北京集训:20180318

果然我还是太菜了......

T1:

先分解成标准形式，然后每个质因数必须有最高次，然后状压DP?
发现并不可做......
然后写了10分的大力背包走了......
正解是容斥。

然而他的公式挂了......
大概意思就是枚举我们有几个没有到最高次，然后用高维前缀和(积)进行DP。
关于高维前缀和可以看我以前的博客......
为什么考场没想起来......
考场10分代码:

#include<cstdio>
#include<cstring>
//#include<iostream>
//#define debug cout
//using namespace std;
typedef long long int lli;
const int maxn=5e2+1e1,maxk=22;
const int mod=232792561;

lli f[2][maxn][maxk];
int n,k;

inline int gcd(int x,int y) {
    register int t;
    while( t = x % y )
        x = y , y = t;
    return y;
}
inline int lcm(int x,int y) {
    if( ! ( x && y ) ) return x | y;
    return x / gcd(x,y) * y;
}
inline void trans(lli dst[maxn][maxk],const lli sou[maxn][maxk],int now) {
    for(int i=0;i<=n;i++) {
        const int tar = lcm(i,now);
        if( tar > n ) continue;
        for(int j=0;j<k;j++) ( dst[tar][(j+now)%k] += sou[i][j] ) %= mod;
    }
    for(int i=0;i<=n;i++)
        for(int j=0;j<k;j++)
            ( dst[i][j] += sou[i][j] ) %= mod;
}

int main() {
    static int T,cur;
    scanf("%d",&T);
    while(T--) {
        memset(f,0,sizeof(f)) , cur = 0;
        f[cur][0][0] = 1;
        scanf("%d%d",&n,&k);
        for(int i=1;i<=n;i++) {
            cur ^= 1;
            memset(f[cur],0,sizeof(f[1]));
            trans(f[cur],f[cur^1],i);
        }
        printf("%lld\n",f[cur][n][0]);
    }
    return 0;
}

正解代码:

//#include<iostream>
#include<cstdio>
#include<cstring>
//#include<algorithm>
//#define debug cout
typedef long long int lli;
//using namespace std;
const int maxl=2e5+1e2,maxd=2e1+1e1,maxp=7e1+1e1;
const int mod=232792561;

int k;
lli wpows[maxd];

inline lli fastpow(lli base,int tim) {
    lli ret = 1;
    while( tim ) {
        if( tim & 1 ) ret = ret * base % mod;
        if( tim >>= 1 ) base = base * base % mod;
    }
    return ret;
}

struct Poly {
    lli dat[maxd];
    Poly() {
        memset(dat,0,sizeof(dat));
    }
    inline void fill(int x) { // get point value expression , only p ^ x and p ^ 0 is 1 .
        for(int i=0;i<k;i++)

====

**待完成任务:**
请根据上面的文本摘录回答：作者在考场上写的背包代码得了多少分？

**所给信息:**
====

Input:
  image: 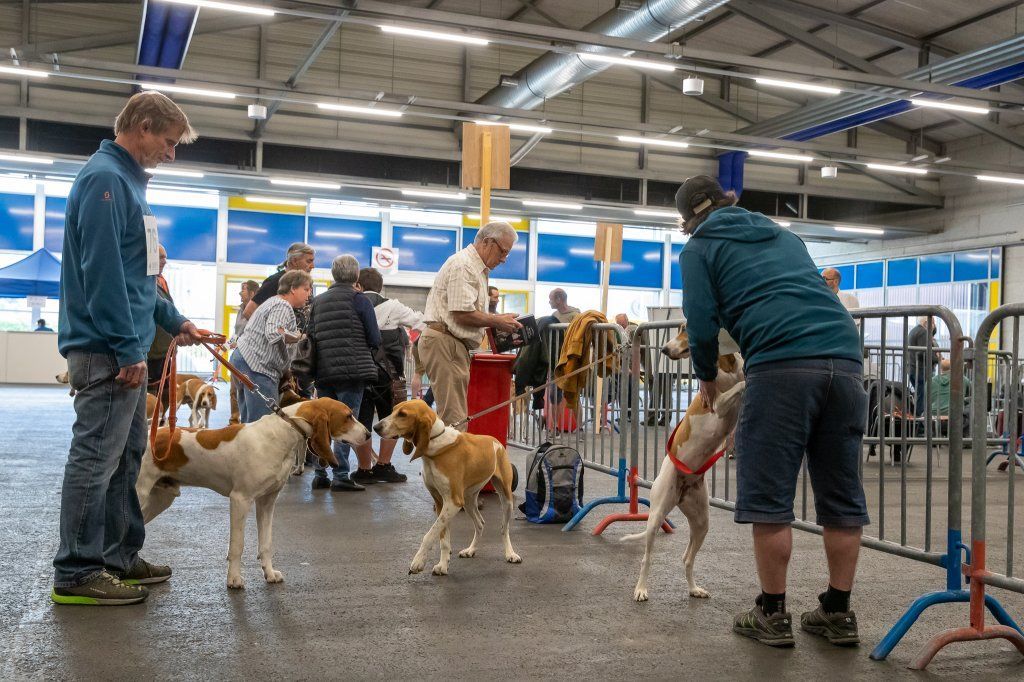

====

**问题解答:**
10分。